#### PROBLEM REQUIREMENTS:
Return a faithful copy of all the entries, omitting the images.

═══ RECORDED INFORMATION

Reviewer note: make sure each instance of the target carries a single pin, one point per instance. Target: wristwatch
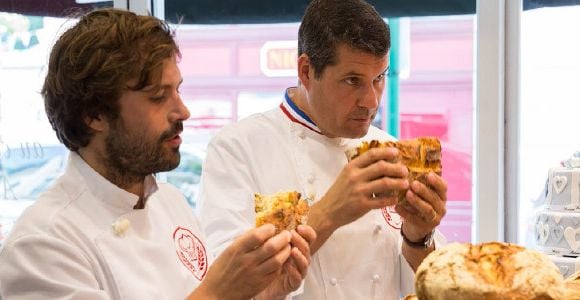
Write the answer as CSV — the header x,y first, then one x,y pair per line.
x,y
425,243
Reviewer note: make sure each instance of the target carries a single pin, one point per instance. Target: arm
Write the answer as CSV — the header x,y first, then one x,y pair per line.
x,y
364,184
425,211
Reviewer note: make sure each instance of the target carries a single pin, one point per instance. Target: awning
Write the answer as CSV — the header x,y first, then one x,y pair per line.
x,y
260,11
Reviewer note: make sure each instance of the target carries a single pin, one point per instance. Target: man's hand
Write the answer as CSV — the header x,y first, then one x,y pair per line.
x,y
248,266
295,268
425,208
423,211
367,182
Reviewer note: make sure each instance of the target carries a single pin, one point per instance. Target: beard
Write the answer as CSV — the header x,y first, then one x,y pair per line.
x,y
134,155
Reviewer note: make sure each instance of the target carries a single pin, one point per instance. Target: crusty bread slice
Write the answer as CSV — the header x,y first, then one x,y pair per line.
x,y
488,271
421,156
285,210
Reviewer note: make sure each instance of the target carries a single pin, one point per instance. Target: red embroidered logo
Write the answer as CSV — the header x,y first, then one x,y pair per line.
x,y
191,252
392,217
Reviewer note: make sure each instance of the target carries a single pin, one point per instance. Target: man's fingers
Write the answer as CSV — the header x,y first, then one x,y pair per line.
x,y
273,246
307,233
375,154
301,261
274,263
254,238
438,184
382,169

══════

#### OUTPUT FOR THIS TASK:
Reviewer note: make sure each instance of the target carries a single pin, one point per instance. Target: wristwatch
Write the answer as CSV — the header x,y first, then one x,y pair per line.
x,y
425,243
Reviewer note: make sure each instance of the target carries a single pin, one point per instance. Target: arm
Write the answer as CSV — the header x,y first, then one x,y pair per line.
x,y
364,184
425,211
Reviewer note: make sure each instance of the target carries a single pin, one point per instance. Target: awning
Write the answer as CSV — the header x,y first, then one x,y pair per line.
x,y
260,11
Reviewer note: make sure each instance of the target carries a single pin, one point per instance. Target: man's hand
Write the answer as CSV — the header x,y first, then one x,y pair per line.
x,y
248,266
295,268
425,208
423,211
367,182
Reviewer note: make sure each instance of the target carries a single pin, one point per instance. Target: beard
Write the answer as CSV — the header x,y first, then one x,y pair per line.
x,y
134,155
Reviewer note: make sure each instance of the target carries a single pin, one point per instance. Target: crusty bread slice
Write the answer as CSV — the header x,y first, then one x,y pair per line.
x,y
488,271
421,156
285,210
Reviewer note: make sure each instance of the target carries a single pin, one point per instance. Target: red embroidered logo
Write the answer as CSV — the header x,y first, then one x,y pair per line.
x,y
191,252
392,217
Reviewer note: make sure each instance of the target carries a single pin, one point per instance. Target: man's fingers
Write the answer as CSV — the header x,y first, then one x,y pair per line.
x,y
273,246
307,233
375,154
301,261
274,263
254,238
438,184
382,169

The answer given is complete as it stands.